-------- Tekstfragment --------
De tirannie van verdienste is ook een Nederlands probleem
Iedere zichzelf respecterende werkgever biedt zijn personeel tegenwoordig een cursus ”Oordeelvrij communiceren” aan. Een welgemeend compliment wordt al snel opgevat als een ongewenste toespeling, een slechte grap heet stereotypebevestigend en ironie wordt niet vanzelfsprekend herkend als een middel om de complexe werkelijkheid te duiden. De ”woke”-cultuur adresseert iedere mogelijke sociale misstand, maar heeft geen boodschap aan arme mensen. Zij behoren tot een groep waarop je je spitsvondigheid nog naar hartenlust mag botvieren.
--------
**Opdrachten**:
1. Schrijf uit het fragment over de tirannie van verdienste letterlijk het gedeelte over van "De tirannie van" tot en met "hartenlust mag botvieren.".
2. Pak het fragment over de tirannie van verdienste op na de laatste zin en schrijf het verder.
-------- Te beoordelen gegevens --------
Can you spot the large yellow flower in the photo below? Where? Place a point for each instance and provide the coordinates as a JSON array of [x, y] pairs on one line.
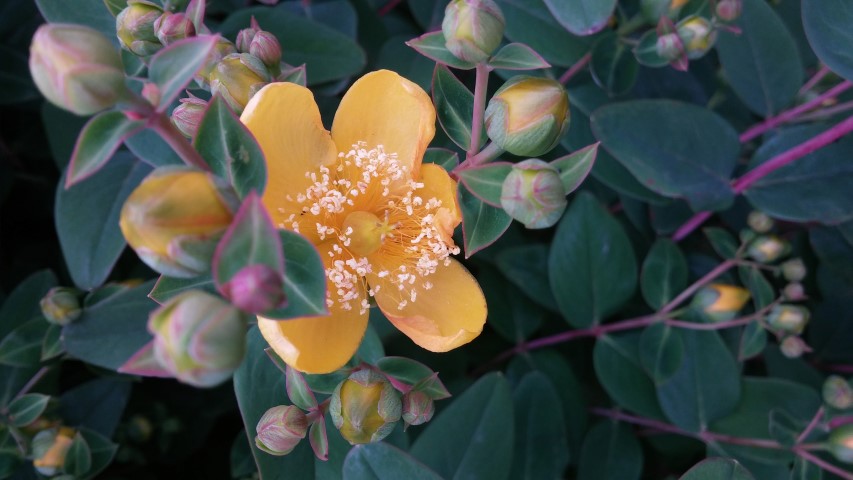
[[380, 219]]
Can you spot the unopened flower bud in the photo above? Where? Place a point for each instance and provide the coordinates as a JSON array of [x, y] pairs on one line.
[[698, 35], [237, 78], [255, 289], [472, 29], [527, 116], [719, 302], [793, 347], [76, 68], [729, 10], [50, 447], [198, 338], [767, 248], [365, 407], [759, 221], [135, 27], [533, 194], [838, 393], [418, 408], [174, 218], [280, 429], [841, 443], [171, 27], [61, 305], [789, 318]]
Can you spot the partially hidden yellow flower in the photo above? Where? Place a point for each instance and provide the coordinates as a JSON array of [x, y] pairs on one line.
[[381, 220]]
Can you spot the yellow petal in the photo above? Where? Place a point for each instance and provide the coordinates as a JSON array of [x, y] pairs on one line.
[[383, 108], [286, 122], [450, 314]]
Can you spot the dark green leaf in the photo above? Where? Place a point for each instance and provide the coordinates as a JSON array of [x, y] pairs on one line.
[[592, 268], [230, 149], [87, 218], [676, 149], [761, 62]]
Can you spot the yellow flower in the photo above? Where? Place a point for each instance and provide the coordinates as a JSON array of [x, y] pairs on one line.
[[381, 220]]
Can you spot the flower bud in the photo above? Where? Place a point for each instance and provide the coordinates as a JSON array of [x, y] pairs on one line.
[[135, 27], [365, 407], [76, 68], [280, 429], [533, 194], [418, 408], [61, 306], [841, 443], [171, 27], [789, 318], [719, 302], [767, 248], [472, 29], [237, 78], [187, 116], [528, 115], [729, 10], [50, 448], [698, 35], [198, 338], [838, 393], [174, 218], [255, 289], [759, 221]]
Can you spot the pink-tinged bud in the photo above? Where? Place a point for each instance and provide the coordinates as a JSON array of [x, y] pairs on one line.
[[533, 194], [528, 116], [187, 116], [135, 27], [171, 27], [418, 408], [198, 338], [255, 289], [281, 429], [61, 305], [76, 68], [472, 29], [838, 393], [365, 407]]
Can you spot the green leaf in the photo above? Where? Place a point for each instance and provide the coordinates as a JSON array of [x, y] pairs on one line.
[[610, 452], [26, 409], [664, 273], [482, 224], [826, 23], [707, 385], [380, 461], [676, 149], [575, 166], [464, 440], [613, 65], [717, 469], [230, 149], [259, 386], [813, 188], [174, 67], [542, 450], [454, 106], [119, 321], [87, 217], [761, 61], [432, 46], [486, 182], [582, 17], [517, 56], [97, 143], [592, 268]]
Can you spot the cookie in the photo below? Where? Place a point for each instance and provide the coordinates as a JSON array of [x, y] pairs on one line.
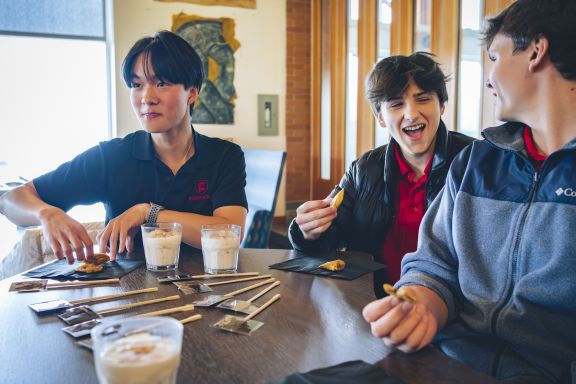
[[334, 265]]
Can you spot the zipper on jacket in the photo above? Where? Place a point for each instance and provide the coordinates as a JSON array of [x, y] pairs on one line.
[[518, 237]]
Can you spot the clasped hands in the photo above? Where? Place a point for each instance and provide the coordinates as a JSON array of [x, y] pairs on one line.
[[402, 324]]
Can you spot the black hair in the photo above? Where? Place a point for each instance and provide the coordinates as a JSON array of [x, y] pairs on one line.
[[526, 20], [391, 77], [171, 57]]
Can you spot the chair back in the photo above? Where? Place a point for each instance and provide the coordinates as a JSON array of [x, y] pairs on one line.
[[263, 175]]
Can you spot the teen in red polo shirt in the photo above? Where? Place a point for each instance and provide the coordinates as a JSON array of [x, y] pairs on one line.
[[388, 188]]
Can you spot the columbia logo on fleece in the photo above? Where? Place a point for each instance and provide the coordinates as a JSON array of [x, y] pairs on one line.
[[566, 192]]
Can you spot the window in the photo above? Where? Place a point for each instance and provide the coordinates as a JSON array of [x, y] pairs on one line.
[[54, 99], [382, 135], [470, 68]]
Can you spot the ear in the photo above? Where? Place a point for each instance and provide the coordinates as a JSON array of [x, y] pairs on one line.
[[539, 48], [192, 95], [380, 119]]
--------
**Antwoorden per opdracht**:
1.
De tirannie van verdienste is ook een Nederlands probleem
Iedere zichzelf respecterende werkgever biedt zijn personeel tegenwoordig een cursus ”Oordeelvrij communiceren” aan. Een welgemeend compliment wordt al snel opgevat als een ongewenste toespeling, een slechte grap heet stereotypebevestigend en ironie wordt niet vanzelfsprekend herkend als een middel om de complexe werkelijkheid te duiden. De ”woke”-cultuur adresseert iedere mogelijke sociale misstand, maar heeft geen boodschap aan arme mensen. Zij behoren tot een groep waarop je je spitsvondigheid nog naar hartenlust mag botvieren.

2.
Neerbuigend spreken over praktisch opgeleiden is volgens de Amerikaanse filosoof Michael Sandel het laatste sociaal geaccepteerde stigma van onze tijd. In ”De tirannie van verdienste” voert hij een aanval uit op de meritocratie, het dominante maatschappijmodel waarbij iemand zijn sociaaleconomische positie ontleent aan zijn eigen verdiensten (merites). Het relatieve succes van de markteconomie en de globalisering hebben gezorgd voor toegenomen zelfbewustzijn bij degenen die een geslaagd leven leiden. Sandel schetst echter ook een keerzijde: „Hoe meer we onszelf beschouwen als mensen die aan zichzelf genoeg hebben en zelf hun eigen bestaan hebben opgebouwd, hoe minder waarschijnlijk het wordt dat we ons zullen bekommeren om het lot van degenen die het minder getroffen hebben dan wijzelf. Als ik mijn succes aan mijzelf te danken heb, dan zullen zij hun mislukking ook wel aan zichzelf te wijten hebben.”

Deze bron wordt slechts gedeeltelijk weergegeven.